Prompt:
Only those lines running from the line that contains "Where can the chocolate cookie" through the end of the material are to be written out, each exactly as shown.
[start Recorded information]
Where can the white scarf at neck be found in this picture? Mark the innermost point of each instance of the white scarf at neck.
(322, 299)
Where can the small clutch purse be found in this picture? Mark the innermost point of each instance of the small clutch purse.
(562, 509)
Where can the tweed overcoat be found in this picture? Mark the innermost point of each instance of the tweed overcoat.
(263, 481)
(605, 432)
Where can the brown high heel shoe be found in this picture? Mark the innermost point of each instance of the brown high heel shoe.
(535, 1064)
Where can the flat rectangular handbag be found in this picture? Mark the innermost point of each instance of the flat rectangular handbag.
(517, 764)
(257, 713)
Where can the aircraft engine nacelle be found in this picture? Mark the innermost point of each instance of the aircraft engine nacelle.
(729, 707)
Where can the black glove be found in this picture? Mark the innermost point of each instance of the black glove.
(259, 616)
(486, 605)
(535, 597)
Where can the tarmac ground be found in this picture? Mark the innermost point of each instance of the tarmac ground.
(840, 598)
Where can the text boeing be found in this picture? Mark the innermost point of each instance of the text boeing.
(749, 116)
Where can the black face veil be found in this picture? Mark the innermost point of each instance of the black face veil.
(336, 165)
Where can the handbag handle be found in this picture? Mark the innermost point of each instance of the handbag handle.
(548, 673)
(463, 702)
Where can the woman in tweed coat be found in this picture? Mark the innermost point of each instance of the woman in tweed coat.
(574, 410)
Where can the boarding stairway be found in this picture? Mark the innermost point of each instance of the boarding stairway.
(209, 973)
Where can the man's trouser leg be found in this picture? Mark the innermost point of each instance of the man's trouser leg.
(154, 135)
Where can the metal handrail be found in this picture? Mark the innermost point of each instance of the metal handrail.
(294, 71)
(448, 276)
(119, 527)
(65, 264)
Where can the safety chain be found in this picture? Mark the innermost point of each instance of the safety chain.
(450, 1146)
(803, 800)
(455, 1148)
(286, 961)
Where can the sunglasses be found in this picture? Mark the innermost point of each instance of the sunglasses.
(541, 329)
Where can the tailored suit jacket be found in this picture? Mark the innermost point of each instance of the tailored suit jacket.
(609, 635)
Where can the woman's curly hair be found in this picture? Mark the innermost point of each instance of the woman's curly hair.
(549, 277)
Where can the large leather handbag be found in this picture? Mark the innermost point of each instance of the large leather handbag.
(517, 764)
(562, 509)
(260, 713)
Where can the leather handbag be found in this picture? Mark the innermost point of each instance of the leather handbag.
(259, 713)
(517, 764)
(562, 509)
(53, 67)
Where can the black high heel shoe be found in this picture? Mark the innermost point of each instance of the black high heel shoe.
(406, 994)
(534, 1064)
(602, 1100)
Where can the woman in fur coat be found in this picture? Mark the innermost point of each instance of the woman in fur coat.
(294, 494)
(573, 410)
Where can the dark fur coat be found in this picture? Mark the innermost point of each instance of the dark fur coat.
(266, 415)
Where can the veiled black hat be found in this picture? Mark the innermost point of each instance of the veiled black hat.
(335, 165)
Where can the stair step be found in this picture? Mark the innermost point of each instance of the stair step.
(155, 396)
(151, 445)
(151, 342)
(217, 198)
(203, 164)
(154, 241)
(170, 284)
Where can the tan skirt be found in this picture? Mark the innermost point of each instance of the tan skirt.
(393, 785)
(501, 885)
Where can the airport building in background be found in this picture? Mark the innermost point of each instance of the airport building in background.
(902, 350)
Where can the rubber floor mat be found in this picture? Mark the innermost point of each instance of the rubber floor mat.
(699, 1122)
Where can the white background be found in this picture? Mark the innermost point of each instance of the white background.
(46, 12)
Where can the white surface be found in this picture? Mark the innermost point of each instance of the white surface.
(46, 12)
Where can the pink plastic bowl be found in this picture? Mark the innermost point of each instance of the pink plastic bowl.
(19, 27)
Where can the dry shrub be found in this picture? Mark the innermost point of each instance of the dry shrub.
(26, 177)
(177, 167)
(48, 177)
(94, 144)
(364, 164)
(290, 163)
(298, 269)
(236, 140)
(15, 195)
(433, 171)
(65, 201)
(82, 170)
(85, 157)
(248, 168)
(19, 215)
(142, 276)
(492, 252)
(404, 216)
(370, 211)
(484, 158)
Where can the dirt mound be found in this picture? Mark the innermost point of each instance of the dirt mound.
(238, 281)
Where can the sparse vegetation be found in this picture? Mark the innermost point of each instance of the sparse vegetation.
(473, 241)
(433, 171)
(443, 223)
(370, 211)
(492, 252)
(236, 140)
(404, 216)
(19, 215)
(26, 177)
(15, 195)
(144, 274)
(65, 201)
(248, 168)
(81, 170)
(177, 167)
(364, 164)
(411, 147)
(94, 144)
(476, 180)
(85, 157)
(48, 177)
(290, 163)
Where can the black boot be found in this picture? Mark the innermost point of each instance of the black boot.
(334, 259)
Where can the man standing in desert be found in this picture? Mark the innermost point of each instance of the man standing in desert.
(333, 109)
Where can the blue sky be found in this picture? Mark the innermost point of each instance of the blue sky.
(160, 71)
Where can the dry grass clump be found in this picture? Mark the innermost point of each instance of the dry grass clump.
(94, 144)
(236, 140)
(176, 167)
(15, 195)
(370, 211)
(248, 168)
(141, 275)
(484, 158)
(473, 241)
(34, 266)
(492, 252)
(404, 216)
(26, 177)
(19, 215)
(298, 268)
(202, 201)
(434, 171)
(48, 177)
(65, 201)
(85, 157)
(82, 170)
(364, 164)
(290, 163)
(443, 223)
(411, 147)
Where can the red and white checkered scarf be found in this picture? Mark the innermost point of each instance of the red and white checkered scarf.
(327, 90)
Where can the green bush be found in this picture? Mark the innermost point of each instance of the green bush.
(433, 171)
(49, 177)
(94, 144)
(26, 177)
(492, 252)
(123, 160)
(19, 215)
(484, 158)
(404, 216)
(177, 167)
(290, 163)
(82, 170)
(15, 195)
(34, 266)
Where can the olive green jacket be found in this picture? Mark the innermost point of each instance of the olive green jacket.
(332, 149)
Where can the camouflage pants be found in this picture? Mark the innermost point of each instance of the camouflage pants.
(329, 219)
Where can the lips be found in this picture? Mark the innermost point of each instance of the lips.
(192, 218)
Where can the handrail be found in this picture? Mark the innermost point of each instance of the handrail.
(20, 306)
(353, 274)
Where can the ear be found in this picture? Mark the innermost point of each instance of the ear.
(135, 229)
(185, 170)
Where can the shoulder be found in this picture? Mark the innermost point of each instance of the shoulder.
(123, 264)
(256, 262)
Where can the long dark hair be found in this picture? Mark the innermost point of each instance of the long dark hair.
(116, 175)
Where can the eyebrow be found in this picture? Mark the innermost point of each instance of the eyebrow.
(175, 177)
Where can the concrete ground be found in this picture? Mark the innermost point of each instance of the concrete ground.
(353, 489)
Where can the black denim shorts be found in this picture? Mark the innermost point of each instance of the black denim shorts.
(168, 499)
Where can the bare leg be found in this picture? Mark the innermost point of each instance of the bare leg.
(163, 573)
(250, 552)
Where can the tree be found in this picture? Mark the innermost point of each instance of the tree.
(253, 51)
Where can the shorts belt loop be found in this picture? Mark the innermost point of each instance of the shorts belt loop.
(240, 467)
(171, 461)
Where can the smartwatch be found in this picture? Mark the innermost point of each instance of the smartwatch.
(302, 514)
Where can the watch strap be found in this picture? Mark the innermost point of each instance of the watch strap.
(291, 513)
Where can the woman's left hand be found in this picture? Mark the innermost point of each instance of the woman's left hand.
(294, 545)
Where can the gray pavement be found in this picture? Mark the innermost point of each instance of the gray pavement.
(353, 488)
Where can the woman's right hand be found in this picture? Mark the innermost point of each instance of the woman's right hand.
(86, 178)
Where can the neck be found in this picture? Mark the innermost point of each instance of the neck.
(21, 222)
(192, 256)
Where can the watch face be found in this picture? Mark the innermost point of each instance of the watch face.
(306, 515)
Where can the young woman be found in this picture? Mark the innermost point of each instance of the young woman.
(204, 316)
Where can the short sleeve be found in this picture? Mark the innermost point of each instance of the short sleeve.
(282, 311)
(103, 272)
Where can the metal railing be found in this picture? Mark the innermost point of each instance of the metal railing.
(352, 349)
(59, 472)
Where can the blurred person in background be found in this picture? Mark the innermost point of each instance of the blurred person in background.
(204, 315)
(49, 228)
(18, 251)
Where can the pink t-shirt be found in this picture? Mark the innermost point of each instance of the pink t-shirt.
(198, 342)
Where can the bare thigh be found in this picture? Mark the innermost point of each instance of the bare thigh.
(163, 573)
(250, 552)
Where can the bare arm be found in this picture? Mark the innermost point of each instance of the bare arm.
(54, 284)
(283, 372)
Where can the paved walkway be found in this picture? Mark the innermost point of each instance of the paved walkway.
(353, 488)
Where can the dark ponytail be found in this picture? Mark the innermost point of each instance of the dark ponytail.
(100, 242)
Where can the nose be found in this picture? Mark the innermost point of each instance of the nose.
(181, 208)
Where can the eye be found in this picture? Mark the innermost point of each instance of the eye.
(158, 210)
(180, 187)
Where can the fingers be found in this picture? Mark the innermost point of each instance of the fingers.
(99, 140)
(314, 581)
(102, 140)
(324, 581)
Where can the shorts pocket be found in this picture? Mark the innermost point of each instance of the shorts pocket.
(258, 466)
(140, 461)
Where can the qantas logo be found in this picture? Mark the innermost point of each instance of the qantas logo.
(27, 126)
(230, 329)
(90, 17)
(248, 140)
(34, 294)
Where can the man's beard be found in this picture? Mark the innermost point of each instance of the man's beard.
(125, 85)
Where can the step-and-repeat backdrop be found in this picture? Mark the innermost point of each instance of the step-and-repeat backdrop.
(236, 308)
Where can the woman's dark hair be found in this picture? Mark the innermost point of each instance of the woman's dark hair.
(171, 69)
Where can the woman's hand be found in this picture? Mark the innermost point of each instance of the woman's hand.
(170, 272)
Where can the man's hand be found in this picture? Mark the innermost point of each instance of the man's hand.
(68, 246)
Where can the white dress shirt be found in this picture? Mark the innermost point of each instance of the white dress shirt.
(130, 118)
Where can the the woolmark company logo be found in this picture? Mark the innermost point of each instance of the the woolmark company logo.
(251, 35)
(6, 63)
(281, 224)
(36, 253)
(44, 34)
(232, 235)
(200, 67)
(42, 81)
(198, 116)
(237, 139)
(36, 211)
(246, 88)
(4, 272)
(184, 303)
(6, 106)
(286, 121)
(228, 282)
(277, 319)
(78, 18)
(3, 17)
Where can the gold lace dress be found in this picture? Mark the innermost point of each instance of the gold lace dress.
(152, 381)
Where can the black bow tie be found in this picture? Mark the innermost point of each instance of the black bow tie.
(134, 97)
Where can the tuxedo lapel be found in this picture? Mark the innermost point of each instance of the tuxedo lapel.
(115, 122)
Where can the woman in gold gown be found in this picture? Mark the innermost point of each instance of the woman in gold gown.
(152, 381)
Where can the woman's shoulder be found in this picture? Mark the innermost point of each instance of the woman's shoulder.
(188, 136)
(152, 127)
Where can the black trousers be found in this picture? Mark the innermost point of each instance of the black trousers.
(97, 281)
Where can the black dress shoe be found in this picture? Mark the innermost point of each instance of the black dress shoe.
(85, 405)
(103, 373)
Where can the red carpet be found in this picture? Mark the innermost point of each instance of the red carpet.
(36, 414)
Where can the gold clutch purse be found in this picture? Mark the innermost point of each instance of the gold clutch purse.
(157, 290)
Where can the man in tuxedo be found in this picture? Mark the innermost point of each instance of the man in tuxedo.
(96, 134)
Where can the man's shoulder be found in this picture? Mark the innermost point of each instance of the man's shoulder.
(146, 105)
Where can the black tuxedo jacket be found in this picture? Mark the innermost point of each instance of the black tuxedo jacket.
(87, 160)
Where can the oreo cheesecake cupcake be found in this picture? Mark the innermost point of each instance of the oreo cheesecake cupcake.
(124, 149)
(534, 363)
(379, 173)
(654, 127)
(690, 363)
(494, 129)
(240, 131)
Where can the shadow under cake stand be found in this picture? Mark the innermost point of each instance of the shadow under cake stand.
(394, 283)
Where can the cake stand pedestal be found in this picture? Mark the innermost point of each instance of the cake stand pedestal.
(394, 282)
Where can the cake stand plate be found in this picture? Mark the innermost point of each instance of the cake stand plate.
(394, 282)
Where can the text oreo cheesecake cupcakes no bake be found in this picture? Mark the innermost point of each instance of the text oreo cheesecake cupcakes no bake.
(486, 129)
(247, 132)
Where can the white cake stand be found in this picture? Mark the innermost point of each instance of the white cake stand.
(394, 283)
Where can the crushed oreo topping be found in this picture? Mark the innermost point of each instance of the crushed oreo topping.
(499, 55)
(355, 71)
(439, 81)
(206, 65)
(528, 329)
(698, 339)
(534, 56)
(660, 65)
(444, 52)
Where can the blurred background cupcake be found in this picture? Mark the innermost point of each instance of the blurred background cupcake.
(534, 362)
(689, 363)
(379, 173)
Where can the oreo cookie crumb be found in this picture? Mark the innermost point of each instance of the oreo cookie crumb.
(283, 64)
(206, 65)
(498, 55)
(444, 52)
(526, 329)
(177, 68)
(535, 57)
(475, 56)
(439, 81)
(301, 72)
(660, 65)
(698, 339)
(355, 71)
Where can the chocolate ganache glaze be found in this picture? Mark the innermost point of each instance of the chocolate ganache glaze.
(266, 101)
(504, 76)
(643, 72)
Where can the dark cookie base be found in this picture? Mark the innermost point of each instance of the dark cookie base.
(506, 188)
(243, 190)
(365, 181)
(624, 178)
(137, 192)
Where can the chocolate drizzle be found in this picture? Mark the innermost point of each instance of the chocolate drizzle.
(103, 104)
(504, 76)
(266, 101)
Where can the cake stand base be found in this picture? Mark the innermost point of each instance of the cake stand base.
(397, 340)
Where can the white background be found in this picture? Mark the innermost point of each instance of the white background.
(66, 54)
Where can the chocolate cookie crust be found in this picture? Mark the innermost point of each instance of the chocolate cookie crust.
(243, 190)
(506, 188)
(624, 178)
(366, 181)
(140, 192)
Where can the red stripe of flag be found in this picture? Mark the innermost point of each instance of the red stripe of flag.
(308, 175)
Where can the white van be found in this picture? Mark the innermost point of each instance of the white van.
[end Recorded information]
Task solution:
Where can the chocolate cookie crust be found in this picture? Mark the innermost point of each instance of the chocolate cookie crust.
(243, 190)
(506, 188)
(624, 178)
(366, 181)
(140, 192)
Where can the red stripe of flag be found in this picture? Mark the innermost point of each instance of the red stripe of flag.
(308, 175)
Where can the white van be found in this picture? Mark the innermost point of each instance of the white van.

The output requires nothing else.